Render the entries below as a JSON list of strings, with one string per line and blank lines omitted.

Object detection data
Start

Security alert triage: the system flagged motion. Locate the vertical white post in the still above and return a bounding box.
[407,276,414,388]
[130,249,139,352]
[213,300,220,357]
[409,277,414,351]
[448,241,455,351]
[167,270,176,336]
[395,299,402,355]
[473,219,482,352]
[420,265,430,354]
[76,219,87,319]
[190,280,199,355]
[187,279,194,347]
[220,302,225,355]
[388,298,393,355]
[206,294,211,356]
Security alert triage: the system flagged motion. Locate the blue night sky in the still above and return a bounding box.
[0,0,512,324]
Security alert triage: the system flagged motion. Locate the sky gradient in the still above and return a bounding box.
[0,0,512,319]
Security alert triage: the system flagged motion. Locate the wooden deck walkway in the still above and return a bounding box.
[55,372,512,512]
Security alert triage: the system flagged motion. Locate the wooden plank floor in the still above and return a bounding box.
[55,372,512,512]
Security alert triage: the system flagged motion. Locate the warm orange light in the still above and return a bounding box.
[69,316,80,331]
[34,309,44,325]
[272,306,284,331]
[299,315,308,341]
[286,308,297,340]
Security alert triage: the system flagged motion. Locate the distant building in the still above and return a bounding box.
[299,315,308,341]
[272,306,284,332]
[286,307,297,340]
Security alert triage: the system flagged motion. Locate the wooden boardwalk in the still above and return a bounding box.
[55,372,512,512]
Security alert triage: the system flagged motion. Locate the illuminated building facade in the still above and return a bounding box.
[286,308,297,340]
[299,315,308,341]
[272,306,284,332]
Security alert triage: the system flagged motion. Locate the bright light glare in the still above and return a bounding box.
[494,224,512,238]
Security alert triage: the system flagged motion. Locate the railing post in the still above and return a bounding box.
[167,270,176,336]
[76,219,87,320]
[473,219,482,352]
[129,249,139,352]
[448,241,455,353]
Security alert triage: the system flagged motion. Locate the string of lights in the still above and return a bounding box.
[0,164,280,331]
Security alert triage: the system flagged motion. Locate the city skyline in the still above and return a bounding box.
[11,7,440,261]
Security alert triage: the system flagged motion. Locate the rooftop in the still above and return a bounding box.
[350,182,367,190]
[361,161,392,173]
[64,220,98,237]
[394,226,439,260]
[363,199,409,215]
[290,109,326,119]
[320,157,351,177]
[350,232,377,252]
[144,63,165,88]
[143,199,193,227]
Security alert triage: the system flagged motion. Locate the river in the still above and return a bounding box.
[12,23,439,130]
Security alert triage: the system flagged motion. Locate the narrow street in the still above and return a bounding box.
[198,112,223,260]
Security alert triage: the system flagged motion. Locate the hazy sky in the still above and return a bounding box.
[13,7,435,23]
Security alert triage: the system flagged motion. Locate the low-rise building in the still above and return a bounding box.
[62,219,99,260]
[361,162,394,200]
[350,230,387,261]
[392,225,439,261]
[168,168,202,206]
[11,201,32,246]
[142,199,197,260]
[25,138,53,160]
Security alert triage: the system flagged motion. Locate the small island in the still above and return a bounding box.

End

* **REPLY TO THE TASK**:
[
  "Security alert triage: the system flagged motion. Locate the vertical white post in the still above and return a bounding box.",
  "[407,276,414,388]",
  "[130,249,139,352]",
  "[213,300,220,357]",
  "[409,277,414,351]",
  "[448,241,455,351]",
  "[167,270,176,336]",
  "[395,299,402,355]",
  "[473,219,482,352]",
  "[420,265,430,354]",
  "[76,219,87,319]",
  "[190,280,199,355]",
  "[187,279,194,347]",
  "[220,302,225,355]",
  "[388,298,393,355]",
  "[206,294,211,356]",
  "Security alert triage: the system flagged motion. Locate the blue night sky in the still above and return a bounding box.",
  "[0,0,512,324]",
  "Security alert triage: the system flagged motion. Locate the sky gradient in the still above and return a bounding box.",
  "[0,0,512,319]",
  "Security alert triage: the system flagged motion. Locate the wooden deck walkway in the still above and return a bounding box.",
  "[55,372,512,512]",
  "Security alert triage: the system flagged motion. Locate the wooden plank floor in the still above and return a bounding box.",
  "[55,372,512,512]",
  "Security alert triage: the system flagged motion. Locate the warm orange light in the still above and return a bounding box.",
  "[69,316,80,331]",
  "[34,309,44,325]",
  "[272,306,284,331]",
  "[299,315,308,341]",
  "[286,308,297,340]",
  "Security alert triage: the system flagged motion. Locate the distant building in the still above and return a bounding box.",
  "[299,315,308,341]",
  "[272,306,284,332]",
  "[286,307,297,340]",
  "Security alert triage: the system flagged motion. Locate the wooden boardwalk in the still above and return a bounding box.",
  "[55,372,512,512]",
  "Security alert triage: the system flagged motion. Locate the illuminated building facade in the still above and return a bounding box.",
  "[286,308,297,340]",
  "[299,315,308,341]",
  "[272,306,284,332]",
  "Security alert triage: the system flagged motion. Locate the bright light glare in the still above and return a bounding box.",
  "[494,224,512,238]",
  "Security alert triage: the system flagged motion. Locate the railing post in the still above and return a bounding box.",
  "[167,270,176,336]",
  "[76,219,87,320]",
  "[473,219,482,352]",
  "[129,249,139,352]",
  "[448,241,455,353]",
  "Security alert triage: the system flagged motion. Locate the string of lights in the still above and return a bounding box.",
  "[0,164,280,331]",
  "Security alert triage: the system flagged motion. Locate the city skyline in the still above and return a bounding box.",
  "[11,7,440,261]",
  "Security alert triage: the system flagged motion. Locate the rooftop in the still above and return a bounding box.",
  "[350,182,367,190]",
  "[361,161,392,173]",
  "[64,220,98,237]",
  "[394,226,439,260]",
  "[363,199,409,215]",
  "[290,109,326,119]",
  "[320,157,351,177]",
  "[350,232,377,252]",
  "[144,63,165,88]",
  "[143,199,193,227]",
  "Security alert triage: the system flagged motion. Locate the river in the still above and return a bounding box.",
  "[12,23,439,130]",
  "Security alert triage: the system flagged motion. Locate the narrow street in the still above and return a bounding box.",
  "[198,112,223,260]",
  "Security alert triage: the system flagged motion. Locate the hazy sky in the still above and return a bounding box.",
  "[13,7,435,23]",
  "Security alert triage: the system flagged motion. Locate the low-rise building in the still above and return a bounding box.",
  "[62,219,99,260]",
  "[361,162,394,200]",
  "[350,230,387,261]",
  "[392,225,439,261]",
  "[168,168,202,206]",
  "[11,201,32,246]",
  "[142,199,197,260]",
  "[25,138,53,160]",
  "Security alert triage: the system flagged motion. Locate the small island in the still above and return a bounding box."
]